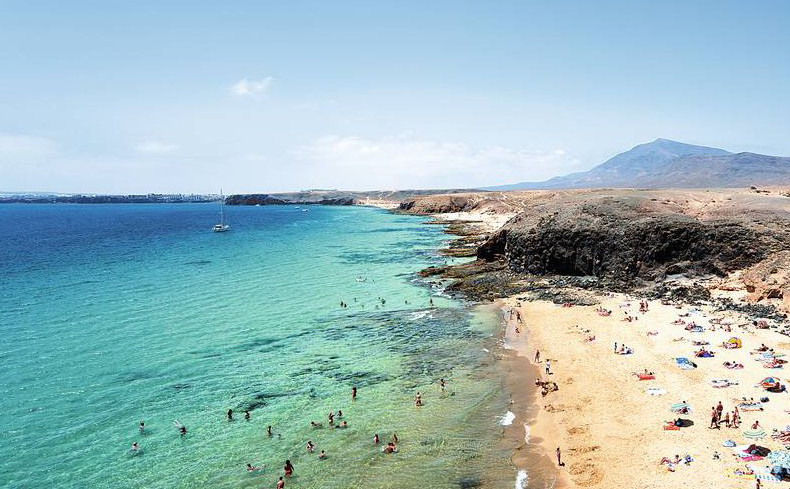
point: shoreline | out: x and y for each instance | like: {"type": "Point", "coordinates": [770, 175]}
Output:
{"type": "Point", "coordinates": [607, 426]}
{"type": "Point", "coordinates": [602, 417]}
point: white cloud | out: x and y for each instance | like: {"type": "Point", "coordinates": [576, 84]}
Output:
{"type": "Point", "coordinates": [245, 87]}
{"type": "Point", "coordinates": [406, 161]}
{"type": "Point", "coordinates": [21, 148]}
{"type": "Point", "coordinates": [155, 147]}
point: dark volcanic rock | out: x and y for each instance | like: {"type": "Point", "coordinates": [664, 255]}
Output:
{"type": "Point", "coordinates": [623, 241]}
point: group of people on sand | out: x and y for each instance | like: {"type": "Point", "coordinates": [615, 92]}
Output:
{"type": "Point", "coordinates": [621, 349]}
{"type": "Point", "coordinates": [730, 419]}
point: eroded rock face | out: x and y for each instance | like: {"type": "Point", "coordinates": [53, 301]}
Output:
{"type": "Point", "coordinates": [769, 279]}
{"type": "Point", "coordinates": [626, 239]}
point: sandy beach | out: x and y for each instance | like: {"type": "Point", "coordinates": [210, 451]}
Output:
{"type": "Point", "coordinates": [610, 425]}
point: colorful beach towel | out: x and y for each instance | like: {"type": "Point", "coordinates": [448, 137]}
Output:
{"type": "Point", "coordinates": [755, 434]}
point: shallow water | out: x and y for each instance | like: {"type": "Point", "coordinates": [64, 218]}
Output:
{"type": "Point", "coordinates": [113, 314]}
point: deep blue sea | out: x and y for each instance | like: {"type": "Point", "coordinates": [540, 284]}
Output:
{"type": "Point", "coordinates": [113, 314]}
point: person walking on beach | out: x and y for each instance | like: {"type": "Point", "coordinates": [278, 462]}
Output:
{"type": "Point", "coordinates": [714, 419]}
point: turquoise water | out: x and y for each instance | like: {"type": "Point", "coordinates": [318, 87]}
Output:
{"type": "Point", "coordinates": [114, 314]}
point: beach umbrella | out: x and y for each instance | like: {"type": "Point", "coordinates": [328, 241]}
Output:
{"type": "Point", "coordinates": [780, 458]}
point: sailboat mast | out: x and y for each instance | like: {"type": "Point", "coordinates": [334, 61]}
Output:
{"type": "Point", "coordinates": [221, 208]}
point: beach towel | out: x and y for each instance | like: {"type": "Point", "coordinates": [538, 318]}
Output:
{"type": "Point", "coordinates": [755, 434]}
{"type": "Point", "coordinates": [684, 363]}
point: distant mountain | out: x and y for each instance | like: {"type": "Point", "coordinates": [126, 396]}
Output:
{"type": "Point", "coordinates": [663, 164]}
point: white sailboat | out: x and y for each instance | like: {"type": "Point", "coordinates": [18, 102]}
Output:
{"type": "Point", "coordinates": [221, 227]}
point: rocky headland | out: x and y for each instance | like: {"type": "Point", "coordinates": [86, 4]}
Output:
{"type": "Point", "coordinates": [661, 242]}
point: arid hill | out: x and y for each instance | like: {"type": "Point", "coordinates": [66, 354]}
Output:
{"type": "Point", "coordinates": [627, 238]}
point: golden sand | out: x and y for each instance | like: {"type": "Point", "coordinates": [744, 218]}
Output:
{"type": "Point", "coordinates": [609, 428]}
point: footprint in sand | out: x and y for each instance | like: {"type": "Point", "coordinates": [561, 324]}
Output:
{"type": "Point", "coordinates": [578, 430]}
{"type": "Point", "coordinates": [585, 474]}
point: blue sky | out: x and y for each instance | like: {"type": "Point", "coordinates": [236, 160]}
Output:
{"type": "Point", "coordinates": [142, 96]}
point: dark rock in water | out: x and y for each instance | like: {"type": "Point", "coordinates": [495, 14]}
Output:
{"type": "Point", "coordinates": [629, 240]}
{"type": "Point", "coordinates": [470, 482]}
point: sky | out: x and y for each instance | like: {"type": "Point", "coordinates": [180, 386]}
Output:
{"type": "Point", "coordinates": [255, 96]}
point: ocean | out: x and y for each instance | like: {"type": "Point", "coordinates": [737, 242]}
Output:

################

Reproduce the listing above line for line, omitting the picture.

point: shoreline | out: x and y for each instance | like: {"type": "Point", "coordinates": [770, 175]}
Output:
{"type": "Point", "coordinates": [607, 426]}
{"type": "Point", "coordinates": [602, 417]}
point: white cloud | out: x and y for each instance | like: {"type": "Point", "coordinates": [576, 84]}
Output:
{"type": "Point", "coordinates": [245, 87]}
{"type": "Point", "coordinates": [406, 161]}
{"type": "Point", "coordinates": [21, 148]}
{"type": "Point", "coordinates": [155, 147]}
point: dark volcanic rock | out: x and y for each instance | like: {"type": "Point", "coordinates": [664, 255]}
Output:
{"type": "Point", "coordinates": [623, 241]}
point: group of people on sand | out: x and y for each instance | like: {"type": "Point", "coordinates": [615, 92]}
Output:
{"type": "Point", "coordinates": [621, 349]}
{"type": "Point", "coordinates": [730, 419]}
point: eroded rock face | out: x and y for each instance | like: {"type": "Point", "coordinates": [53, 301]}
Output:
{"type": "Point", "coordinates": [769, 279]}
{"type": "Point", "coordinates": [626, 239]}
point: sandy beach | out: x and y for each instance | like: {"type": "Point", "coordinates": [210, 451]}
Output:
{"type": "Point", "coordinates": [610, 425]}
point: colorful beach towel | out: x and y for each instance | like: {"type": "Point", "coordinates": [448, 137]}
Output:
{"type": "Point", "coordinates": [755, 434]}
point: shallow water | out: x and y for each instance | like: {"type": "Point", "coordinates": [64, 218]}
Output:
{"type": "Point", "coordinates": [113, 314]}
point: deep blue sea | out: x and y for each instance | like: {"type": "Point", "coordinates": [540, 284]}
Output:
{"type": "Point", "coordinates": [113, 314]}
point: person walking on beach | out: x and y for each instance | like: {"type": "Point", "coordinates": [278, 462]}
Output:
{"type": "Point", "coordinates": [714, 419]}
point: turquoise water | out: x and y for each instance | like: {"type": "Point", "coordinates": [318, 87]}
Output:
{"type": "Point", "coordinates": [114, 314]}
point: beach umbrella | out: x and y for each instance | like: {"type": "Point", "coordinates": [328, 241]}
Output:
{"type": "Point", "coordinates": [780, 458]}
point: sailboat mast | out: x and y for each instance | like: {"type": "Point", "coordinates": [334, 61]}
Output:
{"type": "Point", "coordinates": [221, 208]}
point: beach towel | out: x and y for each instance | like: {"type": "Point", "coordinates": [538, 318]}
Output:
{"type": "Point", "coordinates": [755, 434]}
{"type": "Point", "coordinates": [684, 363]}
point: distant mountain | out: x and y for each instance | like: {"type": "Point", "coordinates": [126, 396]}
Output:
{"type": "Point", "coordinates": [663, 164]}
point: white sailboat | out: x and y for each instance | like: {"type": "Point", "coordinates": [18, 102]}
Output:
{"type": "Point", "coordinates": [221, 227]}
point: rocky headland | out: x and y for each instance | like: {"type": "Point", "coordinates": [86, 4]}
Output:
{"type": "Point", "coordinates": [661, 242]}
point: arid hill | out: x and y for each instance | like: {"type": "Point", "coordinates": [66, 354]}
Output:
{"type": "Point", "coordinates": [627, 238]}
point: golden sand | out: x and y for each instance | like: {"type": "Point", "coordinates": [744, 218]}
Output:
{"type": "Point", "coordinates": [609, 428]}
point: footprint in sand | out: x and y for each instance | like: {"type": "Point", "coordinates": [561, 324]}
Output:
{"type": "Point", "coordinates": [578, 430]}
{"type": "Point", "coordinates": [585, 474]}
point: blue sky | out: x and y for each instance | like: {"type": "Point", "coordinates": [236, 160]}
Output:
{"type": "Point", "coordinates": [142, 96]}
point: dark rock in water | out: x and y for each instance | like: {"type": "Point", "coordinates": [495, 14]}
Output:
{"type": "Point", "coordinates": [629, 240]}
{"type": "Point", "coordinates": [470, 482]}
point: sky | out: x and y for each instance | like: {"type": "Point", "coordinates": [180, 386]}
Output:
{"type": "Point", "coordinates": [255, 96]}
point: ocean | out: x and y for each instance | like: {"type": "Point", "coordinates": [737, 242]}
Output:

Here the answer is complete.